* REQUEST A
Rewrite the dataset items as a numbered list with blank lines left out. Start at the line containing "of the wooden" and end with the last line of the dataset items.

— Begin TEXT SHOWN —

The design of build tools and dependency management

Today I’d like to do another small case study, this time on the design of Maven. For those not aware, Maven is a build tool for Java projects, and familiarity with it is not necessary to benefit from today’s post. I just hope you’ve used some sort of build tool! Build tools come in a wide variety of styles, and I’m going to use Maven as an example while thinking about their design. Partly because it hit some things perfectly right, partly because it gets some things slightly wrong, and partly because some strange things sometimes get said about it. So let’s break it down.

The first step of design is: pick the right problem

You’ve probably used something like make, and the core abstraction in make is to produce files from other files. Source files depend on header files, object files depend on source files, executables depend on object files, and so on. Makefiles are the kind of design you come up with when you’re concerned just with getting something done.

And that’s the trouble with them. The most obvious thing in the world when you’re just trying to build an executable is think that the problem to be solved is trying to build an executable. This can make us short-sighted.

One of the key things Maven gets absolutely right is that it takes on the problem of building an artifact. Instead of being primarily concerned with compiling files, Maven describes how to construct url.myapp-1.2.3.jar. Merely compiling an executable is too small of a scope. It discards many of the actually hard problems that still need solutions, and thus the tool stops short of actually helping you out. Those problems get dumped on you.

— End TEXT SHOWN —
— Begin RECORD EXTRACTS —

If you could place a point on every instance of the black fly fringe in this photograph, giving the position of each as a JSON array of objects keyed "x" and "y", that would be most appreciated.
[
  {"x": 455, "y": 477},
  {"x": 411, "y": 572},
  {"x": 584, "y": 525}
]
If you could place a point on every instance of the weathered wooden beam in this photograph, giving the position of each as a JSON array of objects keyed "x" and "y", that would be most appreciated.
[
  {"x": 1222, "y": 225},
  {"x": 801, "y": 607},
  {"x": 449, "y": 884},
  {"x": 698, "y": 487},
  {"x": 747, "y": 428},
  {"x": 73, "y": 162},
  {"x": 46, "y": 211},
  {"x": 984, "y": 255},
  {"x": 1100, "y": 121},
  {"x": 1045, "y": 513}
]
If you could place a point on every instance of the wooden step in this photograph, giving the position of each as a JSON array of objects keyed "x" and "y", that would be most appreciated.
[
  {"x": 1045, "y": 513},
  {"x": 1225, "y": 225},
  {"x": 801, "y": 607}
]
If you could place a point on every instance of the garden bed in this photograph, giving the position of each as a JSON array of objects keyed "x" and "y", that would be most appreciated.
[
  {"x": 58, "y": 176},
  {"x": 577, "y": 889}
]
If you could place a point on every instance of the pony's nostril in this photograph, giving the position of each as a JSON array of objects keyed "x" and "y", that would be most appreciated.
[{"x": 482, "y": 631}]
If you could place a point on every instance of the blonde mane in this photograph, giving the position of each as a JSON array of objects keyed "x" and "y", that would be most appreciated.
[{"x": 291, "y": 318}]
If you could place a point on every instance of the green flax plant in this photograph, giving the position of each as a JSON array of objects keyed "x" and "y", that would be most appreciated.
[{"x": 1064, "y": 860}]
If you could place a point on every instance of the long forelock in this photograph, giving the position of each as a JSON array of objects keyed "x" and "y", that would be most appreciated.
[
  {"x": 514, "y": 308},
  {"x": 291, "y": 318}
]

— End RECORD EXTRACTS —

* REQUEST B
Extend the text on the design of build tools and dependency management, picking up after its final sentence.

* ANSWER A
1. If you could place a point on every instance of the wooden step in this photograph, giving the position of each as a JSON array of objects keyed "x" and "y", that would be most appreciated.
2. [
3.   {"x": 1045, "y": 513},
4.   {"x": 1225, "y": 225},
5.   {"x": 801, "y": 607}
6. ]
7. If you could place a point on every instance of the garden bed in this photograph, giving the position of each as a JSON array of objects keyed "x" and "y", that would be most appreciated.
8. [
9.   {"x": 58, "y": 176},
10.   {"x": 577, "y": 889}
11. ]
12. If you could place a point on every instance of the pony's nostril in this photograph, giving the position of each as a JSON array of objects keyed "x" and "y", that would be most appreciated.
13. [{"x": 482, "y": 631}]
14. If you could place a point on every instance of the blonde mane in this photograph, giving the position of each as a JSON array of objects keyed "x" and "y", that would be most appreciated.
15. [{"x": 291, "y": 318}]
16. If you could place a point on every instance of the green flax plant in this photograph, giving the position of each as a JSON array of objects keyed "x" and "y", that would be most appreciated.
17. [{"x": 1064, "y": 860}]
18. If you could place a point on every instance of the long forelock in this photograph, giving the position of each as a JSON array of objects keyed "x" and "y", that would be most appreciated.
19. [
20.   {"x": 514, "y": 308},
21.   {"x": 291, "y": 318}
22. ]

* ANSWER B
By changing our perspective, and picking the right problem to solve, we can come up with radically different solutions. If the goal is to build myprog, you’re done at an executable. If the goal is to build myprog_1.0.0_amd64.dpkg (to envision a build tool for Debian packages), you need to do so much more. We need to know what other files get distributed with the executable. There’s a host of metadata, including versioning information. There’s dependencies.

And then there’s the things we can now do, now that all those things are within the scope of the problem.

Dependency management is the hard part

Prior to Maven, the usual state of the art for Java applications was to commit third-party dependencies as jars in SVN. This is not that different than the state of the art for Go applications today, except there we commit the dependencies’ sources instead of binary artifacts (e.g. here’s Kubernetes’s vendor directory).

This technically works, but it comes with several major drawbacks (besides our distaste for committing outside projects into our repo.) In particular, it doesn’t help downstream projects much. Transitive dependencies need to be handled, somehow. (Which is why Go has tools like dep.)

Dependency information needs to be communicated, and these dependencies themselves need to be obtainable. With a design like make or ant, these problems are out of scope, but with a design like Maven’s, it’s no wonder that Maven Central is a major part of the design. When Maven is told to build a project, it first grabs all the projects dependencies, automatically.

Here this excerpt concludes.